**WHAT NEEDS TO BE DONE**. Copy the data exactly from the line that contains "# annotate each instance of the wooden plank" through the line that contains "# annotate each instance of the wooden post", keeping both end lines and leaving out everything else.
**********
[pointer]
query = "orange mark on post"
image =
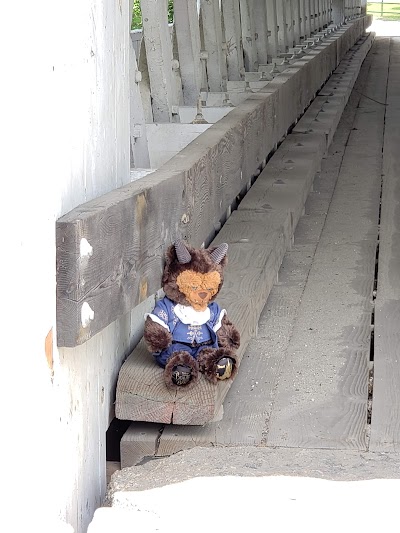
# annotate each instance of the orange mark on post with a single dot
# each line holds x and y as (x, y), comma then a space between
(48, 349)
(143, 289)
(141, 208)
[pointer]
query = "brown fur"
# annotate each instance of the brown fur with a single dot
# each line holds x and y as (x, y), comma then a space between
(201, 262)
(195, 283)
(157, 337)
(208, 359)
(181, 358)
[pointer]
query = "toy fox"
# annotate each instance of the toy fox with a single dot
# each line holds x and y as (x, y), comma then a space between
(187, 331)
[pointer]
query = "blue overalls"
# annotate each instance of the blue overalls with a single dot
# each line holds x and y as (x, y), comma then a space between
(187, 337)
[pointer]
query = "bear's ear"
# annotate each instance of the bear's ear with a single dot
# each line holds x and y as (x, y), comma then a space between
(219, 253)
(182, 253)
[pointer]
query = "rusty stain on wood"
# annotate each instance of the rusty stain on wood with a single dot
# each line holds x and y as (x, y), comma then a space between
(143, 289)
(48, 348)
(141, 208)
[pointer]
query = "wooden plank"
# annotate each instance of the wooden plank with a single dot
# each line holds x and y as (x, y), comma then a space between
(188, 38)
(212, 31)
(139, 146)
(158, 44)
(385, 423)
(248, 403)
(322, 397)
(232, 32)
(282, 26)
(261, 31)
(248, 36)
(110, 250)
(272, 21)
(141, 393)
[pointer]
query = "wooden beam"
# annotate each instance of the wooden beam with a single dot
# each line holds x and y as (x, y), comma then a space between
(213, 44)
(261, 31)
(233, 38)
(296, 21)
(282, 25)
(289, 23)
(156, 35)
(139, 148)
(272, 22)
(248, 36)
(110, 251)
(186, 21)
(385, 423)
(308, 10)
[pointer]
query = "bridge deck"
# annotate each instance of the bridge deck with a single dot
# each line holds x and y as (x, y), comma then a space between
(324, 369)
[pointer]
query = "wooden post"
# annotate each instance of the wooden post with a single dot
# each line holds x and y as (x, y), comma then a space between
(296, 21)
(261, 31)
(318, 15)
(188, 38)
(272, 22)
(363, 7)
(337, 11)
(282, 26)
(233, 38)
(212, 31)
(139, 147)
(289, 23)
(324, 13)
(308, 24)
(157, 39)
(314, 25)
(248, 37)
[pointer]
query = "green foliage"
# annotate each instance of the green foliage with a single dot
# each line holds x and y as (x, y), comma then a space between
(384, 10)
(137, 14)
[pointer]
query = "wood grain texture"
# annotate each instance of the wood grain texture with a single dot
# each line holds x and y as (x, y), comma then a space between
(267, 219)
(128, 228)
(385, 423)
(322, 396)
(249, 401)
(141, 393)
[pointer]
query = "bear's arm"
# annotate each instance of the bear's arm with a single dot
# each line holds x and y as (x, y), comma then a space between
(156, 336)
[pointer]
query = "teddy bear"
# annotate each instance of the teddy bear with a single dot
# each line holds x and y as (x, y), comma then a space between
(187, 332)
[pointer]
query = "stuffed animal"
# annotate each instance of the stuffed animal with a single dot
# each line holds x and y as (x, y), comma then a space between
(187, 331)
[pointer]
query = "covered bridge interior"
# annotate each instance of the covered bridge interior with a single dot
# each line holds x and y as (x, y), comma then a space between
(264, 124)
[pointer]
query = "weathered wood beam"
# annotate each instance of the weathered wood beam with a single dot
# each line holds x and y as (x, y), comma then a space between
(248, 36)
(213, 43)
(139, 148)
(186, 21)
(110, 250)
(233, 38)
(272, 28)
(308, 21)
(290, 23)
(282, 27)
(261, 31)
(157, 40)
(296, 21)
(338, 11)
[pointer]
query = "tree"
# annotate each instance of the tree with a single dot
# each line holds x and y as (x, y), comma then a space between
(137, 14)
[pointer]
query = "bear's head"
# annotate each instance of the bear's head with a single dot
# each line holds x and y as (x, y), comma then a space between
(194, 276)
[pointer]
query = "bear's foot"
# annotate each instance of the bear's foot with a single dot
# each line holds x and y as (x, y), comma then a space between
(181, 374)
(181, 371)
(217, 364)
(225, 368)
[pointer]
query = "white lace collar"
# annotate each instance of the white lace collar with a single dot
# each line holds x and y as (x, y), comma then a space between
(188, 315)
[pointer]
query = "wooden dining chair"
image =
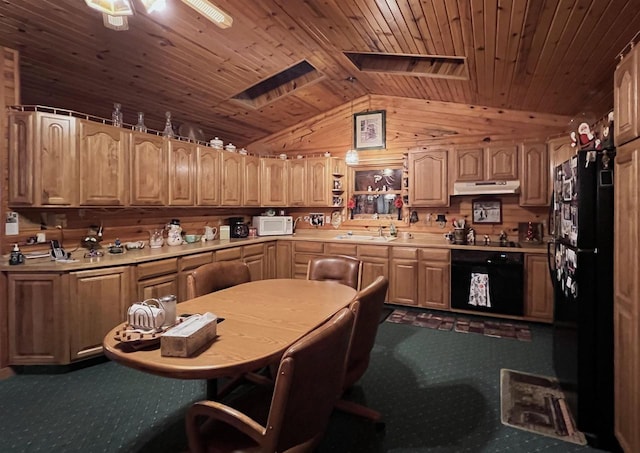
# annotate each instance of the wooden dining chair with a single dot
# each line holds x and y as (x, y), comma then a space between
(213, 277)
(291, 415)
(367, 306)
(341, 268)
**********
**RESULT OF THIS EXERCISE**.
# annotate each instance of the wooden plank with a single dot
# each line holds x and y as (x, y), comma then a space between
(188, 38)
(212, 31)
(139, 146)
(158, 44)
(385, 423)
(248, 403)
(322, 397)
(232, 32)
(282, 26)
(261, 31)
(248, 36)
(110, 250)
(272, 21)
(141, 393)
[pointer]
query = "wooden beam"
# annotate each instance of the wooden beam with a single dot
# each line holds x and y as (x, y), comma then a space between
(213, 44)
(261, 31)
(233, 38)
(296, 21)
(282, 25)
(289, 23)
(156, 35)
(139, 148)
(272, 22)
(248, 36)
(110, 251)
(186, 21)
(385, 423)
(308, 10)
[pointer]
query = "bridge deck"
# annotate each instance of the bridge deck with a single dot
# each line holds x and y as (x, y), comma then a space between
(324, 369)
[pointer]
query = "wooden post"
# annotate each instance of the wooden post with a single dot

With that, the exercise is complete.